**DOCUMENT SEGMENT:**
start
(1908-1964) UK author, brother of Peter Fleming; he spent World War Two working for UK naval intelligence, and it may be that the depth of his personal knowledge gave him the imaginative freedom to create his great mythic hero. Neither the occasional use of advanced technological gadgetry nor the chthonic and fantastic plots of his enormously successful James Bond sequence of thrillers, of course, makes them genuine sf. The closest any of them comes to a full sf plot is in Moonraker (1955; vt Too Hot to Handle 1956), whose eponymous Rocket is rather ahead of its time. Dr No (1958), a Technothriller involving radio interference with US missile tests, has a Chinese Yellow Peril figure as its titular Mad Scientist villain. Another energetic technothriller is Thunderball (1961), in which two atomic weapons are hijacked by the international crime organization SPECTRE (whose mastermind Ernest Stavro Blofeld recurs in later volumes) with a view to blackmailing the Western powers; this was first filmed as Thunderball (1965) directed by Terence Young.
end
Outline entries for images:
start
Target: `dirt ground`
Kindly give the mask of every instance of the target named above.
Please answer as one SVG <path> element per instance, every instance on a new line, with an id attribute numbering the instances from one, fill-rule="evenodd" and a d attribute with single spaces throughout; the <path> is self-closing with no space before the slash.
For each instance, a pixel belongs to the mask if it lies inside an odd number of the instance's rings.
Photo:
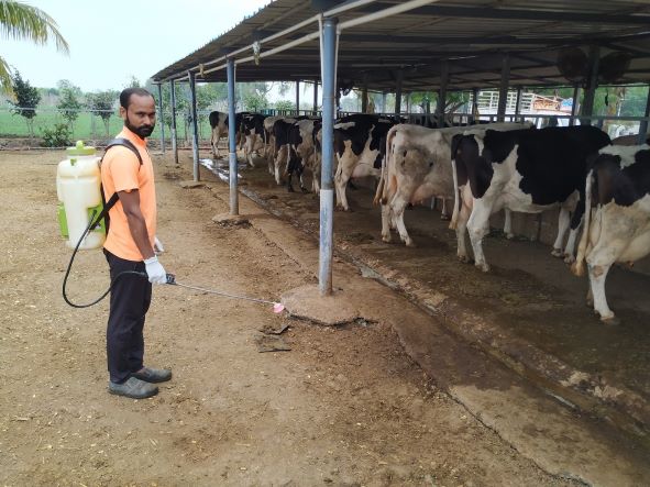
<path id="1" fill-rule="evenodd" d="M 268 307 L 162 286 L 146 362 L 174 379 L 157 397 L 107 392 L 107 301 L 60 296 L 70 255 L 55 220 L 60 152 L 0 152 L 0 484 L 568 485 L 437 389 L 378 320 L 323 328 Z M 265 299 L 315 283 L 253 226 L 219 226 L 227 201 L 155 157 L 161 262 L 188 284 Z M 269 217 L 272 218 L 272 217 Z M 100 251 L 76 262 L 69 294 L 106 289 Z M 372 299 L 372 297 L 366 297 Z M 291 351 L 258 353 L 288 324 Z"/>
<path id="2" fill-rule="evenodd" d="M 264 165 L 262 161 L 258 163 L 258 166 Z M 244 190 L 254 191 L 272 211 L 318 235 L 319 203 L 313 195 L 287 192 L 285 187 L 275 185 L 264 167 L 242 166 L 240 173 Z M 310 187 L 309 176 L 307 182 Z M 484 335 L 460 323 L 450 324 L 471 341 L 497 347 L 527 366 L 531 364 L 527 364 L 529 358 L 521 350 L 532 345 L 540 356 L 561 361 L 558 374 L 562 369 L 588 374 L 595 389 L 592 396 L 597 396 L 598 389 L 625 389 L 627 396 L 635 398 L 630 402 L 648 403 L 650 273 L 643 272 L 642 265 L 634 269 L 627 266 L 612 269 L 607 297 L 621 325 L 604 325 L 585 306 L 586 276 L 573 276 L 562 259 L 551 257 L 549 245 L 519 236 L 509 241 L 503 233 L 493 232 L 484 243 L 493 268 L 484 274 L 472 265 L 458 263 L 455 233 L 448 229 L 449 222 L 440 220 L 439 211 L 421 206 L 408 209 L 405 214 L 416 248 L 406 247 L 395 232 L 392 244 L 382 242 L 379 209 L 372 204 L 374 192 L 364 182 L 370 186 L 373 181 L 356 181 L 355 189 L 348 189 L 352 211 L 337 212 L 334 218 L 338 248 L 349 257 L 373 269 L 382 269 L 382 274 L 406 295 L 420 301 L 441 300 L 440 296 L 444 295 L 450 297 L 447 301 L 453 300 L 459 308 L 494 324 L 493 332 L 483 332 Z M 295 186 L 297 188 L 298 184 Z M 553 215 L 548 217 L 553 222 Z M 515 218 L 535 215 L 518 213 Z M 494 223 L 496 226 L 497 222 Z M 447 314 L 444 306 L 438 308 L 438 316 Z M 509 346 L 495 346 L 505 337 L 511 342 Z M 543 363 L 532 366 L 542 375 L 546 375 Z M 553 373 L 549 373 L 549 378 L 562 380 Z M 586 388 L 577 385 L 575 391 L 582 394 Z M 595 410 L 598 407 L 595 406 L 593 412 L 603 416 Z M 647 411 L 647 408 L 638 413 L 632 411 L 638 421 L 632 429 L 645 430 L 640 433 L 642 436 L 647 436 L 650 428 Z"/>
end
**WHAT TO WORK ON:**
Answer these questions using the biographical entry on the James Bond author:
1. What branch of intelligence did the author work for during World War Two?
2. Under what alternate title did Moonraker appear in 1956?
3. Who directed the 1965 film of Thunderball?

**RESPONSE TO THE EXERCISE:**
1. UK naval intelligence
2. Too Hot to Handle
3. Terence Young